OBJECTIVE:
Every record below should be printed exactly as given.

Dataset records about object locations:

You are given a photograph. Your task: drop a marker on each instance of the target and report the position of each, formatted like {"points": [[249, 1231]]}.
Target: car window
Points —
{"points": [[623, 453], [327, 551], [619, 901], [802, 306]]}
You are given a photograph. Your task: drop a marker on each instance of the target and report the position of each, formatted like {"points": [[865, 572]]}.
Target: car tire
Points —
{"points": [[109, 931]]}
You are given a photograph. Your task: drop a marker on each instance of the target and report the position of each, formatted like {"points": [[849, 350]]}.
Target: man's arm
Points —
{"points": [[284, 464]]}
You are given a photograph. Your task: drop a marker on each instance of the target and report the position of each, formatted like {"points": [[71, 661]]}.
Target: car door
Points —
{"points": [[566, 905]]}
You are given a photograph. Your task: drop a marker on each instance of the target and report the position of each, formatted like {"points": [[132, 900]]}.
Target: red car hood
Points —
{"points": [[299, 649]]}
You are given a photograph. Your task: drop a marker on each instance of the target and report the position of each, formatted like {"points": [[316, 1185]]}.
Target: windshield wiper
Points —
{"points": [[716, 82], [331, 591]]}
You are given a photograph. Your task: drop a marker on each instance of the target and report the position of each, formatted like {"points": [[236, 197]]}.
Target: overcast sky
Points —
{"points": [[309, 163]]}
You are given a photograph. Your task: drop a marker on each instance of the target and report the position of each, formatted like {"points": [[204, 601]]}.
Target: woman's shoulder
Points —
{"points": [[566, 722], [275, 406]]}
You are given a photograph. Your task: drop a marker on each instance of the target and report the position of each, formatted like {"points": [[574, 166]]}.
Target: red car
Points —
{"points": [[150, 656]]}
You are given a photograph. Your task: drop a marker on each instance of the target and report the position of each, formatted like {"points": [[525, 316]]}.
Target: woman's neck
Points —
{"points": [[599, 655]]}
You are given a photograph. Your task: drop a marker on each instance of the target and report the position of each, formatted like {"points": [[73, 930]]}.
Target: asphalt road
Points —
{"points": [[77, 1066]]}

THE ANSWER:
You are given a photograph. Your task: drop a marker on each instance of the target and report the position of each, formatted like {"points": [[249, 1231]]}.
Target: car window
Points —
{"points": [[623, 453], [327, 551], [619, 901], [802, 306]]}
You are given a photograph. Your task: drop a marker on each instance of the target and report the position of each, formatted like {"points": [[865, 572]]}.
Target: car tire
Points —
{"points": [[109, 931]]}
You are given a photograph. Your task: drop a marker on each instance of the target and report the position of each, formatted like {"points": [[849, 350]]}.
Target: man's arm
Points —
{"points": [[284, 464]]}
You are given a photograph. Your task: drop a marker on each instance of the target and report the position of each, formatted like {"points": [[71, 661]]}.
Target: car door
Points —
{"points": [[566, 905]]}
You are given a photograph. Your task: drop a marker on each instance of the target and report the position of each, formatted like {"points": [[132, 900]]}.
Target: red car hood
Points —
{"points": [[299, 649]]}
You are given a photograph. Your task: drop a marker on each instance of the target and report the position of each, formatted like {"points": [[316, 1185]]}.
Target: windshield wiper
Points —
{"points": [[716, 82], [331, 591]]}
You are given a photograph. Your task: drop a marker on each instance of the target and report the position of each, formatted like {"points": [[236, 197]]}.
Target: overcast sky
Points —
{"points": [[309, 163]]}
You are given a photograph. Your task: drop a marker on each instance of the target and report the position of each, formatted like {"points": [[204, 601]]}.
Target: woman's shoulder
Points —
{"points": [[566, 722], [275, 406]]}
You are given a photograph. Your task: drop a marker on each instance of the target and report the position of each, formatted like {"points": [[574, 166]]}.
Target: red car
Points —
{"points": [[150, 656]]}
You are given a photograph. Your task: drop a marker on each instance of the target and report the position of each, formatted like {"points": [[525, 316]]}.
Target: woman's neck
Points —
{"points": [[599, 655]]}
You are given a photograph. Your task: drop a marker on each instance of the target and report the position of each, formatted like {"points": [[73, 930]]}.
Target: asphalt road
Points —
{"points": [[77, 1066]]}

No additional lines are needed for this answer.